How to complete this task:
Edit the material between the lines holding "Output the exact" and "689L571 764H626L610 726L600", inclusive, replacing "rough mask" with "coarse mask" and leaving everything else unchanged.

Records supplied:
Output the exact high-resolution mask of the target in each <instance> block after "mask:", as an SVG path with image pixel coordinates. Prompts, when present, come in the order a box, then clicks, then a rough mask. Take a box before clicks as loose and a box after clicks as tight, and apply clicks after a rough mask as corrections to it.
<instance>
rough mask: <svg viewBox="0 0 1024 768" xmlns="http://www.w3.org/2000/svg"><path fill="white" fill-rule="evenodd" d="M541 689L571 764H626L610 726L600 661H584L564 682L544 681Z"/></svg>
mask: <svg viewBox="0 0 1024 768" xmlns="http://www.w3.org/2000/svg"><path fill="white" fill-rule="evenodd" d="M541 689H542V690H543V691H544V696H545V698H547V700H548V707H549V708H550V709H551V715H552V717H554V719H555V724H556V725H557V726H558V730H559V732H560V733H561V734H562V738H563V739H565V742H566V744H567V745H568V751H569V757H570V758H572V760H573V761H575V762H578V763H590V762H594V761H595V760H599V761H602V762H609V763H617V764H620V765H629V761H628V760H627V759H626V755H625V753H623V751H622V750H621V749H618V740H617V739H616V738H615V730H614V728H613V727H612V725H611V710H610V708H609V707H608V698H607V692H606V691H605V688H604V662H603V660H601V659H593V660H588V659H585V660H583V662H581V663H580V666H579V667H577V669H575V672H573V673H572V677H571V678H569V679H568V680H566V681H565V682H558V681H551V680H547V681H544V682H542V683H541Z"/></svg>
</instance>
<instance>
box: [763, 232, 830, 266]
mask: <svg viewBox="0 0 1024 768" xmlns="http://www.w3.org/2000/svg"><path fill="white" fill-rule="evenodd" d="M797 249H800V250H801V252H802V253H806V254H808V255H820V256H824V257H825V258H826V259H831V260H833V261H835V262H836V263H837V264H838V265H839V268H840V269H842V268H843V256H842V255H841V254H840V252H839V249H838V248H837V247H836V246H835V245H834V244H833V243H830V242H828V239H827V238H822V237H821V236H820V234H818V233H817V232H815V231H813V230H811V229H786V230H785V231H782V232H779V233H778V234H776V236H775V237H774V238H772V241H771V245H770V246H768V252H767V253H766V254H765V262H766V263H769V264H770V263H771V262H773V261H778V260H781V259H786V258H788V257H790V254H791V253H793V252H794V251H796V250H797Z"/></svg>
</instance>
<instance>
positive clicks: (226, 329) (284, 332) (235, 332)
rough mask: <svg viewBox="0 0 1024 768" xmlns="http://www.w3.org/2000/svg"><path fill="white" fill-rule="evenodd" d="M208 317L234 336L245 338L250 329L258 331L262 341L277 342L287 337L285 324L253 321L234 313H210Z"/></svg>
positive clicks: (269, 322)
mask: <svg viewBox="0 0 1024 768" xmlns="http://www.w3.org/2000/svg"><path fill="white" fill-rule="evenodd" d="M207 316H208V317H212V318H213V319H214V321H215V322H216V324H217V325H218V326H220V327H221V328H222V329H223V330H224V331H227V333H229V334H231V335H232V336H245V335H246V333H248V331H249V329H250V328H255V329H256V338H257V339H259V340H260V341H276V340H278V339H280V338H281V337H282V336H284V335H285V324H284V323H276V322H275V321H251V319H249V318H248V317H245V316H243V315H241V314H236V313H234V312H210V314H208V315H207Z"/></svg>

--

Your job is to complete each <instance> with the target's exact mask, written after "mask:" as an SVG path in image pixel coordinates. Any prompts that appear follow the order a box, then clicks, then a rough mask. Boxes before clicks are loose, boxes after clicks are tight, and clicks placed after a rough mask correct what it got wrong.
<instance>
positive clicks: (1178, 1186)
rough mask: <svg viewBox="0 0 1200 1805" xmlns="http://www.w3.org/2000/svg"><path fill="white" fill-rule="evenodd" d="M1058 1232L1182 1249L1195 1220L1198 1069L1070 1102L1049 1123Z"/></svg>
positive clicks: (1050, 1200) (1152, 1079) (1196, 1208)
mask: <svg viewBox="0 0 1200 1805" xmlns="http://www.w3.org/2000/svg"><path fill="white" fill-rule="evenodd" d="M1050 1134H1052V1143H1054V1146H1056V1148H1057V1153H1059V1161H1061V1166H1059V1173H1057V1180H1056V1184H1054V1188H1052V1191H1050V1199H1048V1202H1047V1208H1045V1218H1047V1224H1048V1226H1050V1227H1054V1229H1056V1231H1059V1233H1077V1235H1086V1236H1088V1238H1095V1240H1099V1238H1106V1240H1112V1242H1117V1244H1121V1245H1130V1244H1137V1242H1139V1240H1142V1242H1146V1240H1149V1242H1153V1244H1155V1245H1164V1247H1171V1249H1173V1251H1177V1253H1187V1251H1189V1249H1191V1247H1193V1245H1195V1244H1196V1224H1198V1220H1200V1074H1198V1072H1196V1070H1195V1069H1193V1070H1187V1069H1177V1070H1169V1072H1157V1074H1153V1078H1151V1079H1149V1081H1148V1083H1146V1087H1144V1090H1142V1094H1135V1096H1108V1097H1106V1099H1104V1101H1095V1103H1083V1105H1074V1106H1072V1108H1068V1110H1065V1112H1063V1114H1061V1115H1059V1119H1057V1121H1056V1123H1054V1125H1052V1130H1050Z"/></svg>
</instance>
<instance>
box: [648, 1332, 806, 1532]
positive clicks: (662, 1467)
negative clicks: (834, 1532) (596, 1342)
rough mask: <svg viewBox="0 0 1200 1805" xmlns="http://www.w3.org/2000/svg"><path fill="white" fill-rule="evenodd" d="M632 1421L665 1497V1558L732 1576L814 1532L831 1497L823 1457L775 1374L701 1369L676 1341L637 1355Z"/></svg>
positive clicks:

--

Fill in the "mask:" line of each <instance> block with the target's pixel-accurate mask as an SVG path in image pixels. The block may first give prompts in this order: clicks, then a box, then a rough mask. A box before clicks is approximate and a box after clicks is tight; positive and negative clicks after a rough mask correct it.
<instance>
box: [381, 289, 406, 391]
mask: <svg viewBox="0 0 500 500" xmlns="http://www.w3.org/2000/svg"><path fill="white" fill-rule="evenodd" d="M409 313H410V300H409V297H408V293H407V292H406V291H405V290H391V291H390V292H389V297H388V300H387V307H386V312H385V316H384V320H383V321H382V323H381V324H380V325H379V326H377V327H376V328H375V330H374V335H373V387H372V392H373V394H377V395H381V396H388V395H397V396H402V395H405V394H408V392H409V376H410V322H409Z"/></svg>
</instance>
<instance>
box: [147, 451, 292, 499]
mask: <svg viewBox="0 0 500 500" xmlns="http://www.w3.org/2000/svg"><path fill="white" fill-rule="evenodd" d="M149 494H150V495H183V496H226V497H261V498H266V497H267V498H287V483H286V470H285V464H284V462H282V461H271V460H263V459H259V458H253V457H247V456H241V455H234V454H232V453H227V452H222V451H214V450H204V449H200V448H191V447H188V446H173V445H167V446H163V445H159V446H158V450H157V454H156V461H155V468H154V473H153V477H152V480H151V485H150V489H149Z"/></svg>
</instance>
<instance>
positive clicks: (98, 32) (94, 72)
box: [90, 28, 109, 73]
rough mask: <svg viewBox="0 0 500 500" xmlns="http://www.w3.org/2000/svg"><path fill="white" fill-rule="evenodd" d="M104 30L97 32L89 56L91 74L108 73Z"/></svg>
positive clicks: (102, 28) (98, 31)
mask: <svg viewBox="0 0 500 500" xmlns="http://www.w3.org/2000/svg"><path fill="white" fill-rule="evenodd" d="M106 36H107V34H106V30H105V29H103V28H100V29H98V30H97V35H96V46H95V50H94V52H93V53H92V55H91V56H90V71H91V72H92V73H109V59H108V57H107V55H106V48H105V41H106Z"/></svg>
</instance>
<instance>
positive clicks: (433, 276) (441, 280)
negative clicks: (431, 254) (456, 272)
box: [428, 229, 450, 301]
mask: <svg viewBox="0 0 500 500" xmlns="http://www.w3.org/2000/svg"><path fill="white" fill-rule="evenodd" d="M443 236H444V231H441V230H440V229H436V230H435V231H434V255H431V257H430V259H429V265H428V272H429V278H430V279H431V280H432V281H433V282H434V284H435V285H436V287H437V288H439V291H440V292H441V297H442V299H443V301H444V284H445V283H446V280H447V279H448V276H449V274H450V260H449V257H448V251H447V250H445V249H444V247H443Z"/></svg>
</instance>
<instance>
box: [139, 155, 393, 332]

Solution:
Output the exact high-resolution mask of the target in each <instance> block after "mask:", as an SVG path with image pixel coordinates. Prompts, when present, come in the order a box, then clicks, then a coarse mask. Take a box before clicks as loose and a box after clicks as tight, and apply clicks after a coarse mask as corrections to it.
<instance>
coarse mask: <svg viewBox="0 0 1024 768" xmlns="http://www.w3.org/2000/svg"><path fill="white" fill-rule="evenodd" d="M541 689L571 764H626L610 726L600 661H584L564 682L544 681Z"/></svg>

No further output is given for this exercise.